(What the task asks)
Copy the passage from the essay on letting go of anger word for word, starting with "This is a phrase" and going on through "just let go?".

Top of Source text

“Just let it go.”
This is a phrase we’ve all heard our entire lives, and one that my mother has reminded me of from the time I was fighting with other kindergartners about crayons, to graduating college. Each time she would say it, i’d often feel frustrated. As someone who’s always been concerned with justice, equality, and wanting all that is good and true in the world to prevail, this was something I simply couldn’t accept. How could I simply just let go?
For a long time, I carried around a lot of anger, especially in my final year of college. The beginning of the year was tough for me all around: I was entrenched in a toxic relationship, a ‘friend’ who had hurt me in the past recently came back into my life, only to abruptly hurt me again, leaving me feeling confused. And on top of all that, I was anxious about what life would look like for me post-graduation.
I kept saying to myself when anger’s red fog would cloud my vision, “this just isn’t fair.” I said it to my mother, to my friends, to anyone who would listen. It became this cycle of people hurting me, me being disappointed with my circumstances, and wallowing in my own self-pity. But through it all, my mother still reminded me,
“Danielle, I know it’s hard, but it’s not worth it. Do your best to let things go.”
Finally, at a breaking point, I asked her why this was something she continued to say to me all my life. “Mom, I love you, but it’s so frustrating to hear you tell me I should just let things go. I’m really upset right now, don’t you care about that?” She paused. “Of course I care that you’re upset. It makes me sad that you’re going through so much, but this is just a part of life. You’re going to get hurt, and you have to recognize that not everything and everyone deserves your precious time and energy. It’s draining you and the people around you.”
In that moment, I had a realization that felt pivotal. I couldn’t control that I had been hurt. As someone who is very much Type A, I like having control and organization. But life is the exact opposite of that. People, events, emotions, they’re all variable. And that’s OK.
I want to focus on the things I can control, and all the good in my life that is to come.
After that conversation with my mother, it took awhile for me to digest these truths. I was still angry, but once I acknowledged that it was simply wasted energy, the pit in my stomach began to fade. I came to realize that life doesn’t owe it to me to be easy, or any less complicated than it is for anyone else. Since then, I’ve used healthy outlets to release my anger, like attending yoga classes, consistently journaling, and maintaining mutually beneficial relationships with others. Letting go isn’t easy, but it’s something imperative to develop over time. Nothing is worth your peace of mind, especially not anger.

Bottom of Source text
Top of Entries provided

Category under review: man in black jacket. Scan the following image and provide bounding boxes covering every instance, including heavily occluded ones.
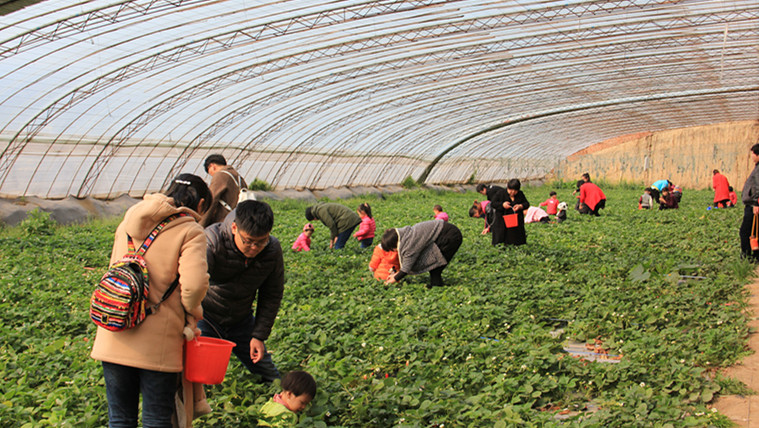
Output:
[198,201,285,382]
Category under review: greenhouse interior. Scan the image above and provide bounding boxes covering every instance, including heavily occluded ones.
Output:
[0,0,759,427]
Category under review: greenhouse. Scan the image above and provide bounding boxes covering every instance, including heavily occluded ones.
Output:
[0,0,759,198]
[0,0,759,428]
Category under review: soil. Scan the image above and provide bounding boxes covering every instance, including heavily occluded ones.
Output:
[714,270,759,427]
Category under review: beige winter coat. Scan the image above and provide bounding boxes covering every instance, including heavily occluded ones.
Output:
[91,194,208,373]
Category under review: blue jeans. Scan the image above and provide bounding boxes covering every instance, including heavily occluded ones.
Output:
[358,238,374,248]
[332,226,356,250]
[198,314,281,382]
[103,362,179,428]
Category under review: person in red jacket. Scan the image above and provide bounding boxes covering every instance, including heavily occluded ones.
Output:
[580,181,606,217]
[369,244,401,281]
[540,192,559,215]
[712,169,730,208]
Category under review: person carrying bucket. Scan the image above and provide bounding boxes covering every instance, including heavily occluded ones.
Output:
[91,174,212,427]
[198,201,285,382]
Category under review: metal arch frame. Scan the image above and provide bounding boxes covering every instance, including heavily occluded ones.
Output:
[19,0,724,194]
[0,0,454,194]
[0,0,207,60]
[78,0,528,195]
[229,13,759,187]
[256,39,759,187]
[0,0,756,196]
[430,92,759,181]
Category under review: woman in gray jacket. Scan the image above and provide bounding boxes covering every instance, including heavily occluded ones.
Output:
[382,220,462,288]
[739,144,759,262]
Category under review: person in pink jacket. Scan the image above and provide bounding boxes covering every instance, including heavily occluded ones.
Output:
[293,223,314,251]
[539,191,559,215]
[90,174,213,427]
[432,205,448,221]
[469,199,493,235]
[353,203,377,248]
[712,169,730,208]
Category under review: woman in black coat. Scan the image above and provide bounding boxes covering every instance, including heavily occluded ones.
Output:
[477,184,509,245]
[738,144,759,263]
[503,178,530,245]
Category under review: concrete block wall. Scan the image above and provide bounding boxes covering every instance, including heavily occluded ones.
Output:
[553,120,759,191]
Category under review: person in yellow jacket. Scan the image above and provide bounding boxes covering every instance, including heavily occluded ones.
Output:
[91,174,212,427]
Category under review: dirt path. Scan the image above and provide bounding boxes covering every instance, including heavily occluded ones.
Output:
[714,279,759,427]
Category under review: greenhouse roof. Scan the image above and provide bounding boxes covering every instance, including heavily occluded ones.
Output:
[0,0,759,197]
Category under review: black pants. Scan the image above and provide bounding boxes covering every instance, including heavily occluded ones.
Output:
[430,222,463,287]
[738,205,759,262]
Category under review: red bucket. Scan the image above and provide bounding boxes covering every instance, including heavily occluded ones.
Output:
[184,336,235,385]
[503,214,519,228]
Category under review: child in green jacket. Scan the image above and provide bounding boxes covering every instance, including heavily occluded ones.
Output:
[258,370,316,427]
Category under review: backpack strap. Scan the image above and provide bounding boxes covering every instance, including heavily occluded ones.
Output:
[134,213,184,256]
[145,275,179,315]
[138,213,189,315]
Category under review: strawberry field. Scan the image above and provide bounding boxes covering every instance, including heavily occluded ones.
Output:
[0,187,753,427]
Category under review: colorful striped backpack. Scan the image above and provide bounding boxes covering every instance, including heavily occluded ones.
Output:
[90,213,188,331]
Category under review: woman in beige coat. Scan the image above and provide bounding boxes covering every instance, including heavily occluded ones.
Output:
[91,174,211,427]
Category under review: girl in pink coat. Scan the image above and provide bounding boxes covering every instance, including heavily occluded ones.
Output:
[353,203,377,248]
[293,223,314,251]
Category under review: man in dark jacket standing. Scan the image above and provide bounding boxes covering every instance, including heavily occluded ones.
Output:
[198,201,285,382]
[477,184,510,245]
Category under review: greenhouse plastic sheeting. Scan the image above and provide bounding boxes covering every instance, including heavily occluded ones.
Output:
[0,0,759,197]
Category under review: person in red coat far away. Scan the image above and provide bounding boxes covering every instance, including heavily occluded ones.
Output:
[712,169,730,208]
[579,173,606,217]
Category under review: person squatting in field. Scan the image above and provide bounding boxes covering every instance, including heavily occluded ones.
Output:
[381,220,462,288]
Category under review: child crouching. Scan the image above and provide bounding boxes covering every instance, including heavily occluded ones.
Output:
[258,370,316,427]
[369,244,401,281]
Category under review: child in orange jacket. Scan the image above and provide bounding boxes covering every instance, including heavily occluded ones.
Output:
[369,244,401,281]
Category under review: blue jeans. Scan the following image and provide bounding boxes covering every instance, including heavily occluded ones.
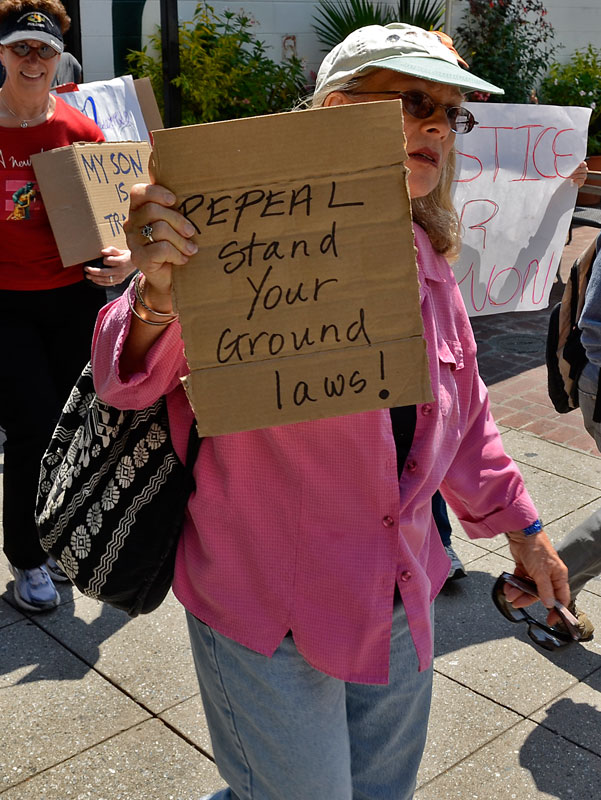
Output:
[188,599,432,800]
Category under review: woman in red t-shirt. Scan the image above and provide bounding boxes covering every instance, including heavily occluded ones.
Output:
[0,0,132,611]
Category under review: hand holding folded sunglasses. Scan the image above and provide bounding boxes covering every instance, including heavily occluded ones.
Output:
[492,572,590,650]
[504,531,570,625]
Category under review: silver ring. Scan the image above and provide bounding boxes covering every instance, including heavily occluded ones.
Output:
[140,225,154,244]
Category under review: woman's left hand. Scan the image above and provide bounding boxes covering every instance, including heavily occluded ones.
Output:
[504,531,570,625]
[84,246,136,289]
[570,161,588,189]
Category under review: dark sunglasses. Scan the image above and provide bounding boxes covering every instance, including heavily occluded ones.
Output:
[347,91,478,133]
[492,572,582,650]
[6,42,58,61]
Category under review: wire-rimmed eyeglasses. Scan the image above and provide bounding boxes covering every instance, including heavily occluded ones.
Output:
[346,90,478,133]
[492,572,582,650]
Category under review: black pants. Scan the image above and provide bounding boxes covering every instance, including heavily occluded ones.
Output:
[0,281,105,569]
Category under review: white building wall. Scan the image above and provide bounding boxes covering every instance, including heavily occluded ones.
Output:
[81,0,601,81]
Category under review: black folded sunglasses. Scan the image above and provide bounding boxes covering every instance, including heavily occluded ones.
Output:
[492,572,582,650]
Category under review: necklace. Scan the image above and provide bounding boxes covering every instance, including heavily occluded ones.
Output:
[0,93,50,128]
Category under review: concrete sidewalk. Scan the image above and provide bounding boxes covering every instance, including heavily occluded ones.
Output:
[0,223,601,800]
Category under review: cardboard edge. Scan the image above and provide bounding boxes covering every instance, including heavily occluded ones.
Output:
[31,145,103,267]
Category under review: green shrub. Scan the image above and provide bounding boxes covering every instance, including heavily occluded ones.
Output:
[540,44,601,156]
[455,0,557,103]
[128,3,306,125]
[313,0,445,50]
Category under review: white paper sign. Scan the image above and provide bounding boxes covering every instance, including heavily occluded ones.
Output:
[55,75,150,142]
[453,103,591,316]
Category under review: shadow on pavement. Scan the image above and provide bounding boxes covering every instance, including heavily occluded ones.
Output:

Bottom of Entries provided

(Output below)
This is a phrase we’ve all heard our entire lives, and one that my mother has reminded me of from the time I was fighting with other kindergartners about crayons, to graduating college. Each time she would say it, i’d often feel frustrated. As someone who’s always been concerned with justice, equality, and wanting all that is good and true in the world to prevail, this was something I simply couldn’t accept. How could I simply just let go?